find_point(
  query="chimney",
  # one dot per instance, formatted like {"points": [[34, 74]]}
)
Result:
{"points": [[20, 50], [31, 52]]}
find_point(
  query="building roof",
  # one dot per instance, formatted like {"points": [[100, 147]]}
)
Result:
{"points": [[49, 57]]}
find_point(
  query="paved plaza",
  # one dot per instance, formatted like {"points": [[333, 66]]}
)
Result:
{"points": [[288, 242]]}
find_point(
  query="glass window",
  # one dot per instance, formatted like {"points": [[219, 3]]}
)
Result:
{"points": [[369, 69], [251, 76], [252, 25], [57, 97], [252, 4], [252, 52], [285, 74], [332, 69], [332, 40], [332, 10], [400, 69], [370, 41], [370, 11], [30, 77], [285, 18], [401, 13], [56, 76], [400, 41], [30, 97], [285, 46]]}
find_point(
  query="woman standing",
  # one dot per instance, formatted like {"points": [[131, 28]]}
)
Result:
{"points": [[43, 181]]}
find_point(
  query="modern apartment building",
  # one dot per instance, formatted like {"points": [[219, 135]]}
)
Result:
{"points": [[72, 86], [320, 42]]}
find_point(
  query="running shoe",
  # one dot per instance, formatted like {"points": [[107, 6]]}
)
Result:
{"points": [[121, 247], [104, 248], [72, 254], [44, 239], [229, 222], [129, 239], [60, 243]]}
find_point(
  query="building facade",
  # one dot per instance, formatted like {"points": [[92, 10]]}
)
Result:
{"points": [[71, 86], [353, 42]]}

--------

Exact output of every entry is required.

find_point(
  query="chimney",
  # one dot per instance, formatted like {"points": [[34, 74]]}
)
Result:
{"points": [[20, 50], [31, 52]]}
find_point(
  query="building roof",
  # one dot per instance, formatted like {"points": [[100, 147]]}
)
Result:
{"points": [[49, 57]]}
find_point(
  query="paved plaza",
  # one dot per instance, formatted like {"points": [[333, 66]]}
)
Result:
{"points": [[288, 242]]}
find_point(
  query="glass window",
  # one dot per instance, formatted like {"points": [[219, 3]]}
)
Result:
{"points": [[369, 69], [251, 76], [252, 25], [57, 97], [252, 4], [252, 52], [285, 74], [332, 69], [332, 40], [332, 10], [400, 69], [370, 41], [370, 11], [30, 77], [285, 18], [401, 13], [56, 76], [400, 41], [30, 97], [285, 46]]}
find_point(
  query="woman standing",
  # one dot per instance, formatted like {"points": [[131, 28]]}
)
Result:
{"points": [[43, 181]]}
find_point(
  query="modern apartment building",
  # one dot per instance, formatted like {"points": [[219, 135]]}
)
Result:
{"points": [[72, 86], [320, 42]]}
find_point(
  query="running shoe",
  # one dot per instance, formatted like {"points": [[107, 6]]}
)
Result:
{"points": [[121, 247], [104, 248], [72, 254], [44, 239], [229, 222], [129, 239], [60, 243]]}
find_point(
  query="building facade",
  # one dot per instance, formatted like {"points": [[92, 10]]}
)
Result:
{"points": [[71, 86], [353, 42]]}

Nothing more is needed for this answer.